§ **THE PROBLEM**: Return each line of the listing below that contains the string "strip", copied without changes.

§ **DATA TO PROCESS**:

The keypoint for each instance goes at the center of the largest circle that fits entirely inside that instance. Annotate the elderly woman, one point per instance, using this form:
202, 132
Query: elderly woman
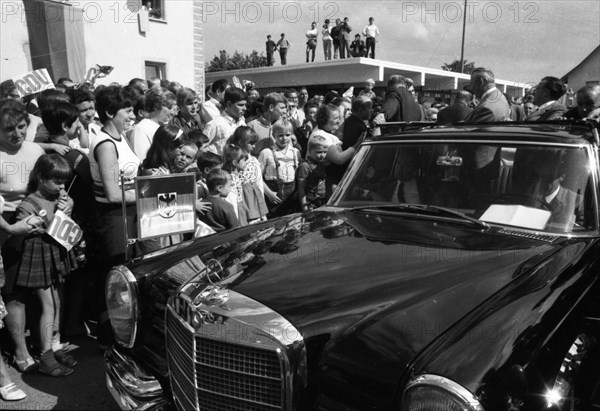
110, 157
161, 106
17, 158
328, 121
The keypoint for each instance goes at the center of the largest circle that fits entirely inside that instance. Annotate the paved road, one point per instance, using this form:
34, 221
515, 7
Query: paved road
85, 389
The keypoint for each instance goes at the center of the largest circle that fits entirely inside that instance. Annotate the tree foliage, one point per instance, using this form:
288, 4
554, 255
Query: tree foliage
455, 66
237, 61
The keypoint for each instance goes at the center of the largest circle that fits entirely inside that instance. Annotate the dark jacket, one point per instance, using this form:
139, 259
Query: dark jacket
551, 112
493, 107
453, 113
400, 105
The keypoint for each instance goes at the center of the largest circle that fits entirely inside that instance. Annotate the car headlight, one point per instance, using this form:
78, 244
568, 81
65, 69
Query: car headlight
122, 304
434, 393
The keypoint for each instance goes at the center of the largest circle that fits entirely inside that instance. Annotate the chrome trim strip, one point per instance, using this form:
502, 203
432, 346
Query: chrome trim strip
176, 317
131, 386
135, 312
467, 140
447, 385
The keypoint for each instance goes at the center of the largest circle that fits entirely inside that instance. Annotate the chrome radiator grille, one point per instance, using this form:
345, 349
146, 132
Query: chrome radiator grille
237, 377
211, 372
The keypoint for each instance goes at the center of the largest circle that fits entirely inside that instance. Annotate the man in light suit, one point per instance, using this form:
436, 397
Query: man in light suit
492, 103
545, 96
485, 160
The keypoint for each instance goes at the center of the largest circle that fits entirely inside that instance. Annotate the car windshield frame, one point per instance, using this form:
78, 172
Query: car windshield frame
340, 197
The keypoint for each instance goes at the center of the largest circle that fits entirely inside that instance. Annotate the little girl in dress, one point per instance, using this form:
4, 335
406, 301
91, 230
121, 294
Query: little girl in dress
44, 262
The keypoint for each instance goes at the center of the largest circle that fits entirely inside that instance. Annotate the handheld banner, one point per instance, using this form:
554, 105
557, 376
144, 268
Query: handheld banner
166, 205
64, 230
33, 82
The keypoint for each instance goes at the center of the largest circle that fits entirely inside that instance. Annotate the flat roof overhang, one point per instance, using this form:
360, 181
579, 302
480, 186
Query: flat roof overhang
354, 72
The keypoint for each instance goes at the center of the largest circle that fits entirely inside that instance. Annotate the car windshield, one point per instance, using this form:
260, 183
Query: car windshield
539, 187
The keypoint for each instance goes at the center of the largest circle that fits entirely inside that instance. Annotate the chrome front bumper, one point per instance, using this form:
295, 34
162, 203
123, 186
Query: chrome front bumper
131, 386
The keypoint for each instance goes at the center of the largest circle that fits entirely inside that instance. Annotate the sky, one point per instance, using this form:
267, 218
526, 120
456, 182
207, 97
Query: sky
518, 40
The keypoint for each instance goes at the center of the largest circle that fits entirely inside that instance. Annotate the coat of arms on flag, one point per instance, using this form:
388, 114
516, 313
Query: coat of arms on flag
167, 204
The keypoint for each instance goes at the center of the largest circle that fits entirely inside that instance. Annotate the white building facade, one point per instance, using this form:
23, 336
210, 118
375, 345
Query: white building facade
159, 38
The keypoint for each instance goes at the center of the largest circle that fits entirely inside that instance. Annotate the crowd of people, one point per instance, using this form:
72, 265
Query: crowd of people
67, 150
335, 38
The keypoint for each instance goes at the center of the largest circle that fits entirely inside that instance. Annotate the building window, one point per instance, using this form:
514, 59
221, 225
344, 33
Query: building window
156, 70
156, 9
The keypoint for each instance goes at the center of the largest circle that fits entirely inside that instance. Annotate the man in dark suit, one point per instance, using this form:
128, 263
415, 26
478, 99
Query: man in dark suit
354, 128
345, 39
457, 111
588, 103
560, 201
492, 103
545, 96
399, 103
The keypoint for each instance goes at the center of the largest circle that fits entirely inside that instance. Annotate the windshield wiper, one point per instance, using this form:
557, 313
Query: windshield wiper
463, 216
430, 208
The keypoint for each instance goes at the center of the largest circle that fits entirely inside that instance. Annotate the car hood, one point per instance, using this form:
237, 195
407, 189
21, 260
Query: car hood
335, 270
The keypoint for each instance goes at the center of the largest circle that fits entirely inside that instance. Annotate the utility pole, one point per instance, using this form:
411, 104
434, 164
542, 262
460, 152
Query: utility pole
462, 48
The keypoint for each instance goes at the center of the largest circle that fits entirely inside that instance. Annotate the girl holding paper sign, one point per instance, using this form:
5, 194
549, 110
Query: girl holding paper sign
44, 262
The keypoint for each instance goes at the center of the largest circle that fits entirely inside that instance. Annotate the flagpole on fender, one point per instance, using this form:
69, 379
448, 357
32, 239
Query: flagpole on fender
462, 47
124, 210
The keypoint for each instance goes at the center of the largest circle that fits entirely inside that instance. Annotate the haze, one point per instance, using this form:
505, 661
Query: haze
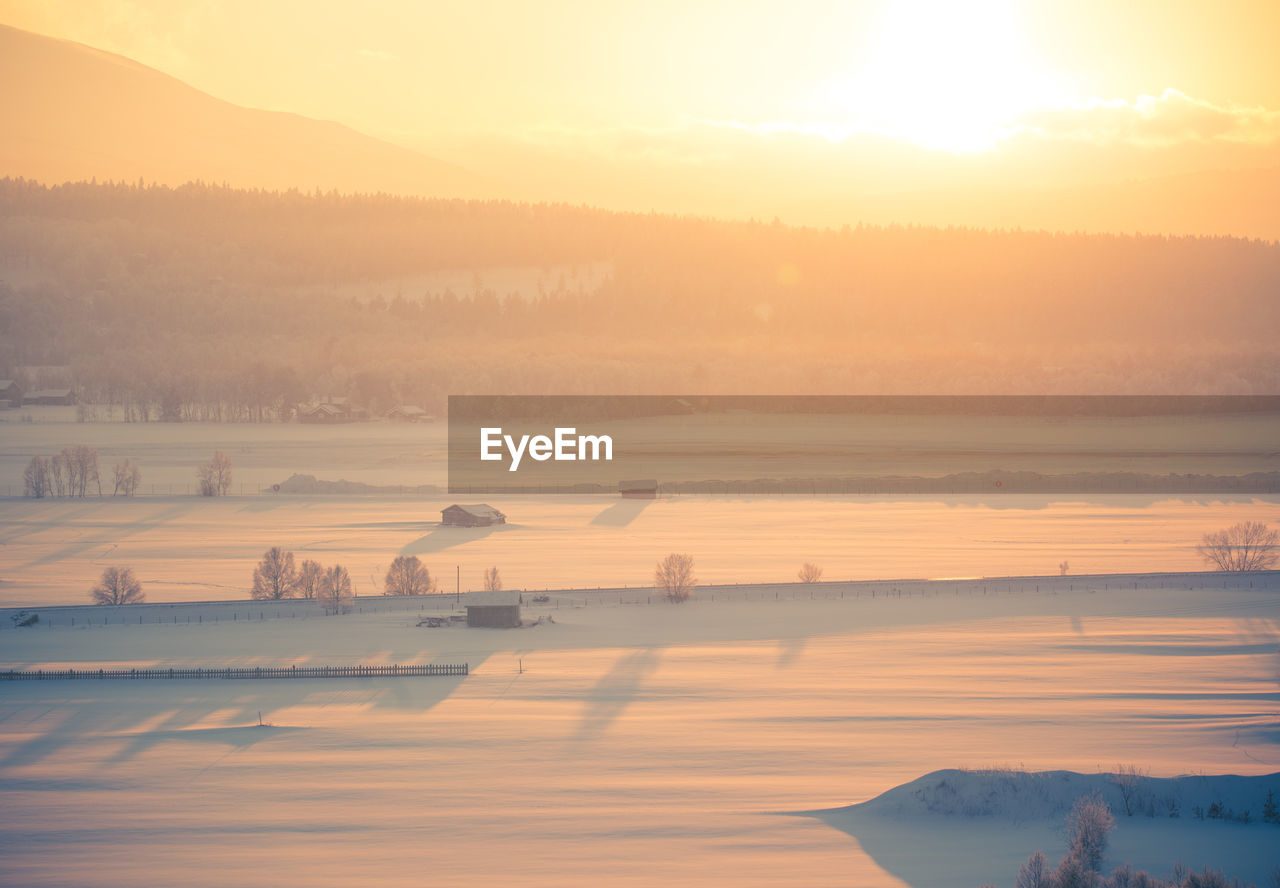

§ **EXPECTED ANSWER**:
The keypoint for each instance goes at the center of the largest circle that fits entirely inside that instance. Annotate the chrome trim strip, one point per instance, using this form:
Query: chrome trim strip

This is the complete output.